WHAT YOU ARE ASKED TO DO:
Count the lines of the records below that contain the string "dealership", and give only that number.

RECORDS SHOWN:
——

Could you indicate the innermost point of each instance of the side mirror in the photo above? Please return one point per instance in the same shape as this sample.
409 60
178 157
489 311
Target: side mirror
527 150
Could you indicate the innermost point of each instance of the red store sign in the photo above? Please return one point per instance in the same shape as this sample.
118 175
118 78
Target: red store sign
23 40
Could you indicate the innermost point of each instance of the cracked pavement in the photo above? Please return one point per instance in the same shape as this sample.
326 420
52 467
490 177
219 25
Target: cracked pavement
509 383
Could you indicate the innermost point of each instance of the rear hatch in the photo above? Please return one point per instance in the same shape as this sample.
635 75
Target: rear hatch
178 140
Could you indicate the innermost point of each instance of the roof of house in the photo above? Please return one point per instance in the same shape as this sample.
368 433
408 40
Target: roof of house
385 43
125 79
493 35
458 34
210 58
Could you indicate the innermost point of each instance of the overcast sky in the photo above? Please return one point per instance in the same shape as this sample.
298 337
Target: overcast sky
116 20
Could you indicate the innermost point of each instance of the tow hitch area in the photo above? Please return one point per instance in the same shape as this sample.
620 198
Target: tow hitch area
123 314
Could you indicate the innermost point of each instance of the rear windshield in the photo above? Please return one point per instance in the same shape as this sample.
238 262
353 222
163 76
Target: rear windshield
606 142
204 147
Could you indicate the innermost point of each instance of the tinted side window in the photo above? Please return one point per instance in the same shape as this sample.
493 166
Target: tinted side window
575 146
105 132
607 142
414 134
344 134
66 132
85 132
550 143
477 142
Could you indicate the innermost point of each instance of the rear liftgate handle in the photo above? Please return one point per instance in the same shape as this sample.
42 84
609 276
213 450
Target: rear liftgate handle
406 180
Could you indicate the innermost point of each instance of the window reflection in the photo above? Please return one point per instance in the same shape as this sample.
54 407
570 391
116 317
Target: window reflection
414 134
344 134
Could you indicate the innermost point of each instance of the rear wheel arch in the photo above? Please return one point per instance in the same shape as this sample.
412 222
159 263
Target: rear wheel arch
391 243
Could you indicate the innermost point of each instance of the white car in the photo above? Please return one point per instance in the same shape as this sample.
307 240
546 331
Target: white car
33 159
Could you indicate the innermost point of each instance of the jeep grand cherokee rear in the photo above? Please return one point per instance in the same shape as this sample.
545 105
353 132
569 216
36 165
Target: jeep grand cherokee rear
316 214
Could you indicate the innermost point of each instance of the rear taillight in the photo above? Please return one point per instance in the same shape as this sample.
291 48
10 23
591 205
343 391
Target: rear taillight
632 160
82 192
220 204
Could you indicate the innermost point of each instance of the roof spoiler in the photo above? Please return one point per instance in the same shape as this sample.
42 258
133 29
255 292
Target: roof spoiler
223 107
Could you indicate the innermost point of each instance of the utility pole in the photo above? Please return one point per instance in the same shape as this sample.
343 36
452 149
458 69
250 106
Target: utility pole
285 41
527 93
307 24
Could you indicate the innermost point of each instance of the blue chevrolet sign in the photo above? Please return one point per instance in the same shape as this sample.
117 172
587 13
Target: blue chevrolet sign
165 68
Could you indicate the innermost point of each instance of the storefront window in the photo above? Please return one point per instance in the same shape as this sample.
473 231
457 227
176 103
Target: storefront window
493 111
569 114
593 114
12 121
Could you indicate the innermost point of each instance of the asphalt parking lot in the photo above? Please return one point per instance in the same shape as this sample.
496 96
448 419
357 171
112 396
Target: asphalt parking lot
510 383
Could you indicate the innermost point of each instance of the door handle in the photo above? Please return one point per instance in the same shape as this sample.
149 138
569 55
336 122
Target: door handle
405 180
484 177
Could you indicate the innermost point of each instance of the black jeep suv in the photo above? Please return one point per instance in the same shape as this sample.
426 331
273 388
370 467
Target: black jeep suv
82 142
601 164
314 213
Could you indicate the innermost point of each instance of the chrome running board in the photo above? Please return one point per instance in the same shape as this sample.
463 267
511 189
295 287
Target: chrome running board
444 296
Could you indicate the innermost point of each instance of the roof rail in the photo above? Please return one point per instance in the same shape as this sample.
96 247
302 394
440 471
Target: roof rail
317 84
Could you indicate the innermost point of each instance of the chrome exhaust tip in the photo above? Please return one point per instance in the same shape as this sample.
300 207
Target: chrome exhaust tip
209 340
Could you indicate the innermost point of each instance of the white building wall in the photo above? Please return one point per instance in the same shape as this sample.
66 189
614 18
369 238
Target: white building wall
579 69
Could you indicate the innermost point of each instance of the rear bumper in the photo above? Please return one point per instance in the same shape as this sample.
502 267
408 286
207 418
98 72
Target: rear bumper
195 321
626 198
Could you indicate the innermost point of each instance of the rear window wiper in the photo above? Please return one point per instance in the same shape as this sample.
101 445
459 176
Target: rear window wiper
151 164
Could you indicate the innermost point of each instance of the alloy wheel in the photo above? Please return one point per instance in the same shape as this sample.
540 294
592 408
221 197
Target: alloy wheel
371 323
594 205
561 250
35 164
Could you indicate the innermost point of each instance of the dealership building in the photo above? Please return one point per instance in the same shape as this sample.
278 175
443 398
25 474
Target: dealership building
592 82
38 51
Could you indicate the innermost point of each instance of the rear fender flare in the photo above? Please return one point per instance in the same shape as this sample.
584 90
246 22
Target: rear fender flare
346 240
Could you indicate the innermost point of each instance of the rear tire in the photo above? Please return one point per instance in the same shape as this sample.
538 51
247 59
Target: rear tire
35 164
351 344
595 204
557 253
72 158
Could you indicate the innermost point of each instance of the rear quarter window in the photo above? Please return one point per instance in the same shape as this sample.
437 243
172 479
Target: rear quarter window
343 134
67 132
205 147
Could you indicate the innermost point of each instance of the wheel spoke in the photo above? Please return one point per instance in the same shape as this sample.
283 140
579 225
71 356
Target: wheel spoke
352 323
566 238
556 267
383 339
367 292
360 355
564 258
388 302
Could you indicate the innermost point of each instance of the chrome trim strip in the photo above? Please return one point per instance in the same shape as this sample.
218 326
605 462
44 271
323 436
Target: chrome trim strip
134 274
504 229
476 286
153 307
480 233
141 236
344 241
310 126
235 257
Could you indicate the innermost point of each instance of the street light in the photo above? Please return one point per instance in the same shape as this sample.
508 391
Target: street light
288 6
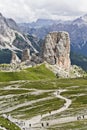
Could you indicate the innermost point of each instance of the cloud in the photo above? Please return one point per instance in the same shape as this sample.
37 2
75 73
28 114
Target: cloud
27 10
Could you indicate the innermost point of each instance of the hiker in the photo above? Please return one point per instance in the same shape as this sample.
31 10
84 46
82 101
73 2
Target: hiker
30 125
83 116
42 124
47 124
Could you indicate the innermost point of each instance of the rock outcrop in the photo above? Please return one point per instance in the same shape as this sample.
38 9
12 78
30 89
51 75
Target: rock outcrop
56 49
26 55
15 59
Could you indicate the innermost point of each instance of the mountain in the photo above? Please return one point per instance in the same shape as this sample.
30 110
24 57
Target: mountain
13 40
77 30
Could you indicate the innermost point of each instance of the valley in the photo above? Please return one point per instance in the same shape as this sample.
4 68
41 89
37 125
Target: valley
43 103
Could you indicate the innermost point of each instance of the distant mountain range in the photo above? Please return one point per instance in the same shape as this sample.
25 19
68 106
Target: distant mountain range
77 30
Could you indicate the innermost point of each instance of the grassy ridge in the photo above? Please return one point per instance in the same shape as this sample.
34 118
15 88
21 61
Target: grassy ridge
34 73
7 124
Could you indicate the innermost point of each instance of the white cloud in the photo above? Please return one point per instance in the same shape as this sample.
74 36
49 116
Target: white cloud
30 10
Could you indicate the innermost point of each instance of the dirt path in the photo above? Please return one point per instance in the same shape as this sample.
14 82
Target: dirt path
36 121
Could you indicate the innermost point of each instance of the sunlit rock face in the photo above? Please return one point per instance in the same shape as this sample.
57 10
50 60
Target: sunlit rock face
56 49
26 54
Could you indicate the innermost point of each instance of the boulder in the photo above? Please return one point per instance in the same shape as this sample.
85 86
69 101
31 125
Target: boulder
26 55
15 59
56 49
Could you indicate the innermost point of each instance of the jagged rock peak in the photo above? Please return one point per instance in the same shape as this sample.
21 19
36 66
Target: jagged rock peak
56 49
15 59
1 15
26 54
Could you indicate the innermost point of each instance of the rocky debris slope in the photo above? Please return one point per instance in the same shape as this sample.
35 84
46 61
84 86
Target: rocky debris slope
56 49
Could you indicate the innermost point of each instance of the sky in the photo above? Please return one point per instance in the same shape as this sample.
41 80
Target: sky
31 10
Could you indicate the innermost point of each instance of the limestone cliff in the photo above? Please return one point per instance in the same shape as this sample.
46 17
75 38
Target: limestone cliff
15 59
56 49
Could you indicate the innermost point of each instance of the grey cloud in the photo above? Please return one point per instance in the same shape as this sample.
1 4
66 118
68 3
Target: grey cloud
27 10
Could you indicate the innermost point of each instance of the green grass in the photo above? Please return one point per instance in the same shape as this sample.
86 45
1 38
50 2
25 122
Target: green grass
34 73
41 107
8 125
78 125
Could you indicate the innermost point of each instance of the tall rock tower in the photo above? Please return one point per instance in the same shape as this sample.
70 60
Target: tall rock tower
56 49
26 54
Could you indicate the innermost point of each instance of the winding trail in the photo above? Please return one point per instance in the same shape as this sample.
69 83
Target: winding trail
36 120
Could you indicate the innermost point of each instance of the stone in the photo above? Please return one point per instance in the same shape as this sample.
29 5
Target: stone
15 59
26 55
56 49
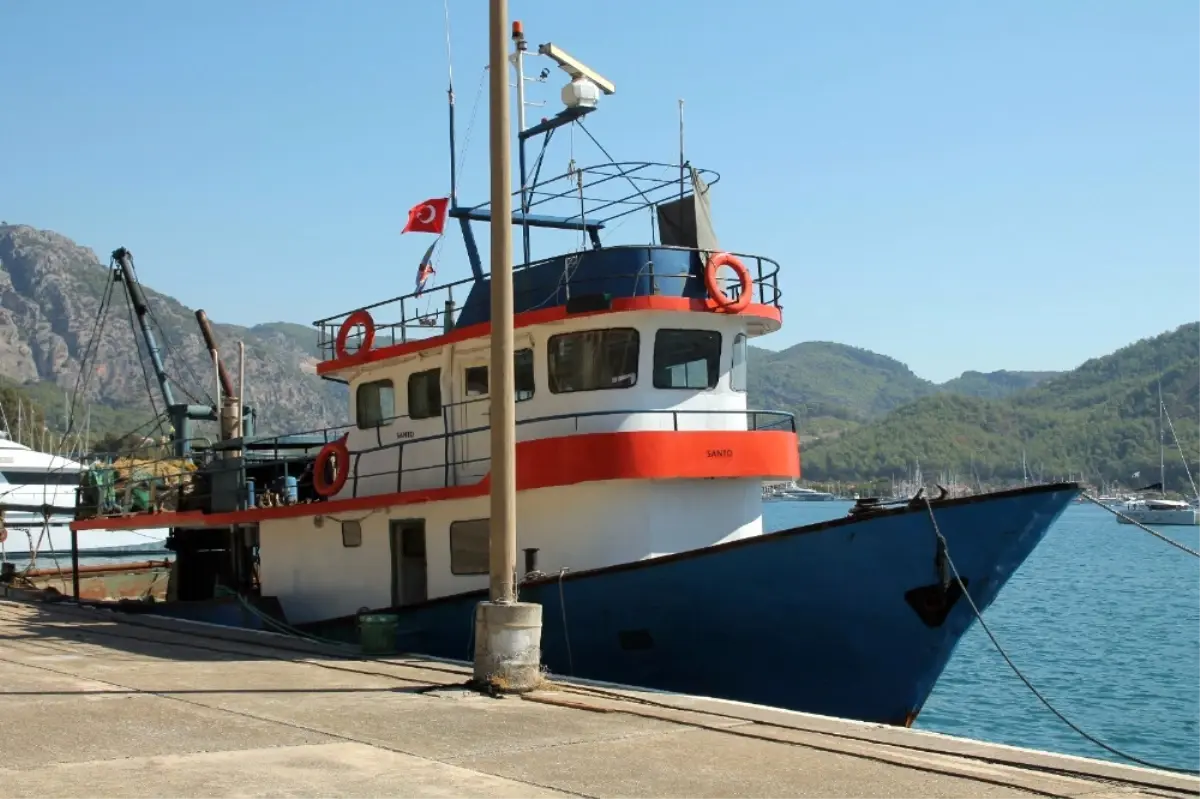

——

TASK RESPONSE:
2